Supplied text
Captaincy and retirement 
Ramsey was sacked and Joe Mercer took over at a caretaker level, for whom Ball never appeared due to injury. However, Ball's relationship with his national side was enhanced and then soured beyond repair when Don Revie was appointed as Ramsey's permanent replacement. Ball was given the captaincy after the dropping of Emlyn Hughes and held it for six consecutive games, none of which England lost. They included a 2–0 victory over reigning World champions, West Germany in March 1975 and a 5–1 defeat of Scotland in May 1975.

After sustaining an injury in a pre-season friendly for Arsenal at Crewe Alexandra, Ball was not called up at all for England, let alone retained as captain, when Revie announced his squad for a game against Switzerland. Ball only found out when his wife took a call from a journalist asking for her reaction. Aged 30, Ball's international career had ended suddenly and acrimoniously after 72 appearances and eight goals. He was, however, the last of the 1966 World Cup winning team to leave the international stage (although not the last in the squad, as Ian Callaghan was unexpectedly called up by Ron Greenwood in 1977).

Coaching and managerial career

Portsmouth 
Ball resumed his managerial career in May 1984 with Portsmouth and was a huge success. They just missed out on promotion to the First Division in his first two seasons as manager, and he finally guided them to the top flight in 1987. However, they were relegated after just one season back among the elite, and Ball was sacked in January 1999 for failing to mount a serious promotion challenge and because of a serious personality clash with Portsmouth's then chairman Jim Gregory.

Stoke City 
The following month he joined Colchester United as assistant to Jock Wallace and in October 1989 took up a similar post under Mick Mills at Stoke City. However, Mills was sacked two weeks later and Ball was promoted to the manager's seat. He came to the conclusion that the squad he had inherited was simply not good enough and out went Chris Kamara, Dave Bamber, Leigh Palin, Carl Saunders, Gary Hackett and Nicky Morgan. Into the side came Tony Ellis, Lee Sandford, Tony Kelly, Dave Kevan, Paul Barnes and Noel Blake. It was a big gamble by Ball to change so much of the squad so quickly, and it did not pay off. Stoke stayed rooted to the bottom of the table and was relegated to the Third Division for the first time in 63 years.

Dataset extract

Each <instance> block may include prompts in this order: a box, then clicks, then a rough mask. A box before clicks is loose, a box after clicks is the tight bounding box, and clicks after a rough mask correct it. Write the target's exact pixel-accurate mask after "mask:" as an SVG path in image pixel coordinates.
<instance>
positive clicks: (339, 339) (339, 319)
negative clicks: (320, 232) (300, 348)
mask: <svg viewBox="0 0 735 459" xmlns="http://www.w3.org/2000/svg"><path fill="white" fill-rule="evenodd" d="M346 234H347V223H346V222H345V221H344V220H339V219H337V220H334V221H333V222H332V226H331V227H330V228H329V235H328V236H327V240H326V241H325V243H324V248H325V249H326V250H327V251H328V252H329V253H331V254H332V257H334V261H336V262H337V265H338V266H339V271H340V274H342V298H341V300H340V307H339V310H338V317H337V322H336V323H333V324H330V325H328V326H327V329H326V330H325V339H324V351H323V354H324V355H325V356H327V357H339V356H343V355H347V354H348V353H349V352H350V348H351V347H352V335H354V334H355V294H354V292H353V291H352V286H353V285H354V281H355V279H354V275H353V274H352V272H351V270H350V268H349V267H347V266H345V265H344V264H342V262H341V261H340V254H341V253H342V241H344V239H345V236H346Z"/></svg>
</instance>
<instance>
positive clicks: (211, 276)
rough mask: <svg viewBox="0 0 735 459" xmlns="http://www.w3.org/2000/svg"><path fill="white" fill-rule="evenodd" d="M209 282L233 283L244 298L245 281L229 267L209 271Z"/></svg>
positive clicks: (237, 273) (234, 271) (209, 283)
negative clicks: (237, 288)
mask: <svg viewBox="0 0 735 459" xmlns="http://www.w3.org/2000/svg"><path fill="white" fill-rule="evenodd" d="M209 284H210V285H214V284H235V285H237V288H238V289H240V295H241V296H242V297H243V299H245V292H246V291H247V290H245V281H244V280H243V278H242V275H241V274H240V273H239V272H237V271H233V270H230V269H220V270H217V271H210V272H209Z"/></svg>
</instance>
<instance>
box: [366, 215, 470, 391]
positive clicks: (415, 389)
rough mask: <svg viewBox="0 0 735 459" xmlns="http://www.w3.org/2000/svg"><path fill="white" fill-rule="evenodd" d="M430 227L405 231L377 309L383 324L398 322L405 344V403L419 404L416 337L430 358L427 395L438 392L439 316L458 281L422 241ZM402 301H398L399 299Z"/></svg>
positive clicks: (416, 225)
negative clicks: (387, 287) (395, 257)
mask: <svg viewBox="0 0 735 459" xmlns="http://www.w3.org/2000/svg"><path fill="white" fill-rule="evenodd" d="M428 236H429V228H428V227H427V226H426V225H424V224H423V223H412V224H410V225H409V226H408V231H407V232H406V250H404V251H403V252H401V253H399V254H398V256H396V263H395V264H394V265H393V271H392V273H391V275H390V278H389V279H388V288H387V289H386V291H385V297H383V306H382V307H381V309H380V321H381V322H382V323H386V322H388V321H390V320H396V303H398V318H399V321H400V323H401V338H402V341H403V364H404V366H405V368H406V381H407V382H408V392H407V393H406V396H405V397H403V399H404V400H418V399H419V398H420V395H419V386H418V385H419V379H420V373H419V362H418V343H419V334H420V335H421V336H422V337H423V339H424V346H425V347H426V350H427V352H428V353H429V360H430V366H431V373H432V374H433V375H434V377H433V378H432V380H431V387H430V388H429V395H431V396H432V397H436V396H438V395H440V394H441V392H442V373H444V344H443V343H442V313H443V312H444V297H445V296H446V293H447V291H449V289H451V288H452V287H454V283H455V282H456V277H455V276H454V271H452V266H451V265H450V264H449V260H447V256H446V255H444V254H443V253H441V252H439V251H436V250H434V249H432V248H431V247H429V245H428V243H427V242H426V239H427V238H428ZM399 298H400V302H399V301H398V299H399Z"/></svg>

What you are asked to do
List every player the passage on Ball's career says came into the Stoke City side after he was promoted to manager.

Exercise result
Tony Ellis, Lee Sandford, Tony Kelly, Dave Kevan, Paul Barnes, Noel Blake